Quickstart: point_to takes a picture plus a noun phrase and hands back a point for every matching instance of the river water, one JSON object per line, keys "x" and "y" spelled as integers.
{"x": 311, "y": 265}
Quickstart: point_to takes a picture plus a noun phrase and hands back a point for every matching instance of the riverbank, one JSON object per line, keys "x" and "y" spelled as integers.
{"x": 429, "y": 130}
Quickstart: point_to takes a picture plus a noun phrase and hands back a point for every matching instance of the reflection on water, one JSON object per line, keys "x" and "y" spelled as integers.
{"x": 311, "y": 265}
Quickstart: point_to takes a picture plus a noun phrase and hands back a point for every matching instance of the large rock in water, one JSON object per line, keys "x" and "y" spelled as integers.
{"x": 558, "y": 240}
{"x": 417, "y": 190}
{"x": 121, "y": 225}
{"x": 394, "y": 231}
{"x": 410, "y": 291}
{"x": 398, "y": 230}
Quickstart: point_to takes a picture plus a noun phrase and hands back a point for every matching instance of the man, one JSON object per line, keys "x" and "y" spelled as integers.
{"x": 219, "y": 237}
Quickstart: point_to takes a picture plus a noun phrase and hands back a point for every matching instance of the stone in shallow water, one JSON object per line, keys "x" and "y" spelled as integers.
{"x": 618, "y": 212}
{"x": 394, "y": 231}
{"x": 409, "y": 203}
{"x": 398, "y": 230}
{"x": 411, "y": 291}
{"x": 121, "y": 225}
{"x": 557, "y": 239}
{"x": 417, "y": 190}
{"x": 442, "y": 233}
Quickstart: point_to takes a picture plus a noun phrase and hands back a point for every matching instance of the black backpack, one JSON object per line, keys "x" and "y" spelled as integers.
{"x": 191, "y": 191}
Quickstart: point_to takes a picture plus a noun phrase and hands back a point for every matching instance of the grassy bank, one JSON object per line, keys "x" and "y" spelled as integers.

| What you should do |
Set down every line of the data above again, word for word and unchanged.

| Right answer |
Quickstart: point_to takes a picture plus a noun phrase and hands back a point for every matching instance of the river water, one JSON object per line, keys "x" and "y" spelled as integers.
{"x": 311, "y": 265}
Quickstart: point_to takes a picture plus a noun phrase and hands back a point for every matching instance of the riverbank, one JSON object per line, keys "x" and "y" spelled as integers.
{"x": 429, "y": 130}
Quickstart: point_to takes a picture plus a noun phrase and hands back a point for every matching instance of the reflection on water, one JSON object per line, keys "x" and "y" spelled as integers.
{"x": 311, "y": 265}
Quickstart: point_to takes a picture plus a noun phrase and hands back a point for every matching instance of the large rock in water, one JSON object per line, keys "x" and "y" spelled as integers.
{"x": 558, "y": 240}
{"x": 417, "y": 190}
{"x": 121, "y": 225}
{"x": 394, "y": 231}
{"x": 410, "y": 291}
{"x": 398, "y": 230}
Quickstart: point_to takes a picture plus a noun phrase and hands back a point for every matching instance of the man, one JSON object per line, keys "x" and "y" spelled as integers.
{"x": 219, "y": 237}
Quickstart: point_to takes a picture plus a noun phrase and hands back a point for every matching instance of the stone in shallow water, one JSON object per line, keys "x" and "y" spelled as integers.
{"x": 618, "y": 212}
{"x": 394, "y": 231}
{"x": 409, "y": 203}
{"x": 398, "y": 230}
{"x": 411, "y": 291}
{"x": 121, "y": 225}
{"x": 557, "y": 239}
{"x": 417, "y": 190}
{"x": 442, "y": 233}
Quickstart: point_to takes a picture plus a noun phrase and hands back a point for every matching instance of the black backpack, one JSON object per line, keys "x" and "y" spelled as integers.
{"x": 191, "y": 191}
Quickstart: point_to takes a picture plus a noun phrase and hands back a point for every matching instance of the grassy bank, one JSON object per line, keys "x" and "y" spelled as integers.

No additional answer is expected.